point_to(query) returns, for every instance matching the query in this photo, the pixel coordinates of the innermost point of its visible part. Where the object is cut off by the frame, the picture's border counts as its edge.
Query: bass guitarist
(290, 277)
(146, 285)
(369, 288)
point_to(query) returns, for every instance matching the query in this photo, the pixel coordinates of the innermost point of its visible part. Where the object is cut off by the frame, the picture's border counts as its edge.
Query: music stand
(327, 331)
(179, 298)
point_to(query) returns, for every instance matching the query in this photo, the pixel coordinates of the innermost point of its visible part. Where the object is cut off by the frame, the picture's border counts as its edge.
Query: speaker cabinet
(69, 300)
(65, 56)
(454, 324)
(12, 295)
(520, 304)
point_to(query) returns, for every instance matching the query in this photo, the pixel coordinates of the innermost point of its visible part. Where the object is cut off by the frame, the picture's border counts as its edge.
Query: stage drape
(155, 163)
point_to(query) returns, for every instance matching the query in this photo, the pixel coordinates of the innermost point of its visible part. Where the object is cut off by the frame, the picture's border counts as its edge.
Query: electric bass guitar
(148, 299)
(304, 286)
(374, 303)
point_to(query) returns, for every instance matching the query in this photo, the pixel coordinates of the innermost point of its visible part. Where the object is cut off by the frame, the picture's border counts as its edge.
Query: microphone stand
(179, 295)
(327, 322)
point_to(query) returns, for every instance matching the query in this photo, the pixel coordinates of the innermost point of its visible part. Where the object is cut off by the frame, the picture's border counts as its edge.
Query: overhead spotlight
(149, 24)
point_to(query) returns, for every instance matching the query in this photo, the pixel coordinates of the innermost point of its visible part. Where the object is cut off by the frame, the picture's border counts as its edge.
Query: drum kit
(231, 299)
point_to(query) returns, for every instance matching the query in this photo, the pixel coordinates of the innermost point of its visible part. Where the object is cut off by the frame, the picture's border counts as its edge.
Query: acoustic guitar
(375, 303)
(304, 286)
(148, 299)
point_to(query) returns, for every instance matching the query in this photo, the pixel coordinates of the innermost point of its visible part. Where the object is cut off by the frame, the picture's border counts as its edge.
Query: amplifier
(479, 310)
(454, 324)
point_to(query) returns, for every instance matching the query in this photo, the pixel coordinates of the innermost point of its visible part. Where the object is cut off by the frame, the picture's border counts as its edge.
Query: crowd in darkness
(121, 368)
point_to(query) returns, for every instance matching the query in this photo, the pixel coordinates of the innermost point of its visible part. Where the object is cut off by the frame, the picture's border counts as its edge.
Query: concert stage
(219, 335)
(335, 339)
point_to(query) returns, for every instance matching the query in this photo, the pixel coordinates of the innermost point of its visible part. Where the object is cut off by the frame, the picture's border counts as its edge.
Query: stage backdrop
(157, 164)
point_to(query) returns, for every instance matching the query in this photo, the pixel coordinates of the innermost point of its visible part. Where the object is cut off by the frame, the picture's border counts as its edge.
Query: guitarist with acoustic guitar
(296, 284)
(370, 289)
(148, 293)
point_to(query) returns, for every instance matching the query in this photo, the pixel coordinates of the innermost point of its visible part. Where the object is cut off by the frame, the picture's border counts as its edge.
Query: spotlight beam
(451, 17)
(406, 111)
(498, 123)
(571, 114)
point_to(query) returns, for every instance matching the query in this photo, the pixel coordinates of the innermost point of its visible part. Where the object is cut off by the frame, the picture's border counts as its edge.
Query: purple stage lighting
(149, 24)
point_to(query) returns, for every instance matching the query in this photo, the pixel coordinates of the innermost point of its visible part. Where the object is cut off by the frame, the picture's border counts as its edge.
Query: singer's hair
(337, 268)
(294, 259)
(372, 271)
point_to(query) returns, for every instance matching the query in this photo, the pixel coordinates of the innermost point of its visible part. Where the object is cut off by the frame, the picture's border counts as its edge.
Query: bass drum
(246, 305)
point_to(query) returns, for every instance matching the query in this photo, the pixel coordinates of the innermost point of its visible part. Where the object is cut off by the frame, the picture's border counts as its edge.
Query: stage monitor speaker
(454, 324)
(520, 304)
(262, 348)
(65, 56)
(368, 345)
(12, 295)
· · · · ·
Go through the entries above and restate each one exactly.

> **Output for this task**:
point_to(query) returns, for every instance matching the query in this photo, the pixel coordinates of the innermost point of its visible part. Where the object is cut off by the frame, the picture's border counts as its edge.
Query: bass guitarist
(290, 277)
(146, 285)
(369, 288)
point_to(query) returns, for every instance matching the query in this photo, the pixel coordinates of the innermost point of its visible part. Where the object is cut off by the frame, the picture's border counts as its edge.
Query: music stand
(327, 331)
(179, 298)
point_to(query) returns, for every instance matching the query in this photo, the pixel coordinates of the innermost point of its visible part. Where the object is cut off by the frame, the picture's border counts as its edge.
Query: speaker cabinet
(69, 300)
(65, 56)
(454, 324)
(12, 295)
(520, 304)
point_to(query) returns, for every instance matching the query in this photo, the pixel coordinates of the innermost point of its visible part. Where the object is cut off by the frame, the picture's border counts as its edge.
Query: stage drape
(155, 163)
point_to(query) returns, for every instance matching the query in this photo, the pixel coordinates of the innermost point of its visible part. Where the object is cut off by the frame, the picture's border counts as its edge.
Query: electric bass guitar
(148, 299)
(304, 286)
(374, 303)
point_to(query) returns, for every instance matching the query in this photo, the pixel coordinates of the innermost point of its visible part. Where the object is cut off by the frame, the picture's border counts as its edge.
Query: microphone stand
(179, 295)
(327, 322)
point_to(query) returns, for every instance matching the query in this photo, the pixel coordinates of the innermost point of its visible part. Where the object is cut off by the frame, the picture's border counts as its edge.
Query: overhead spotlight
(149, 24)
point_to(query) returns, for every instance matching the query in this photo, the pixel coordinates of the innermost point of its visible part. Where the object is cut off by the frame, the picture's border counts as its edge.
Query: drum kit
(231, 299)
point_to(query) returns, for every instance matching the query in this photo, the pixel coordinates of the innermost point of its visible part. Where the object is cut off by the frame, the picture's border counts as its edge.
Query: acoustic guitar
(375, 303)
(304, 286)
(148, 299)
point_to(query) returns, for every instance matching the query in this photo, the pixel coordinates of the innermost point of its visible part. Where the object is cut off by the frame, the picture's border counts as its edge.
Query: amplifier
(479, 310)
(454, 324)
point_to(query) returns, for every instance matching the query in this photo, the pixel coordinates of the innermost point of its visible part. Where the object is cut off by the frame, the picture's border counts as its edge.
Query: crowd in darkness
(121, 368)
point_to(query) returns, for every instance matching the query in this photo, the pixel coordinates of the innermost point of its visible part. Where the object is cut off by the frame, the picture's border counts as its edge.
Query: concert stage
(219, 335)
(335, 339)
point_to(query) returns, for every instance matching the query in this photo, the pixel coordinates of the innermost point of its visible part. Where the object is cut off by the frame, the picture's border counts as its edge.
Query: stage backdrop
(157, 164)
point_to(query) returns, for every instance matching the query in this photo, the pixel coordinates of the innermost point of its visible part. Where the object is cut off by the frame, the picture's border counts as its edge.
Query: guitarist with acoustic guitar
(296, 284)
(370, 289)
(148, 293)
point_to(query) returns, for every instance matching the query in this photo, the pixel coordinates of the innermost point of its visible part. Where the object is cut off by the frame, the picture's border counts as its edge.
Query: spotlight beam
(451, 17)
(406, 111)
(498, 123)
(571, 114)
point_to(query) returns, for every instance matching the query in this photo, the pixel coordinates of the innermost point of its visible part. Where the object is cut off by the frame, the picture's border counts as its edge.
Query: purple stage lighting
(149, 24)
point_to(query) returns, for every instance matching the query in this photo, the pixel coordinates of the innermost point of its visible part. Where the object is cut off by the frame, the picture's border counts as its edge.
Query: singer's hair
(337, 268)
(294, 259)
(372, 271)
point_to(query) returns, for every instance matching the query in this photo, the pixel coordinates of the innermost point of its visible part. Where the object is cut off by the frame, the picture's border counts as its edge.
Query: bass drum
(246, 305)
point_to(query) returns, for every instance matching the query in this photo, the pixel coordinates of the innermost point of its visible part. Where the object is cut off by the frame, the picture's border counts as its edge.
Query: stage monitor speaker
(454, 324)
(520, 304)
(262, 348)
(65, 56)
(368, 345)
(12, 295)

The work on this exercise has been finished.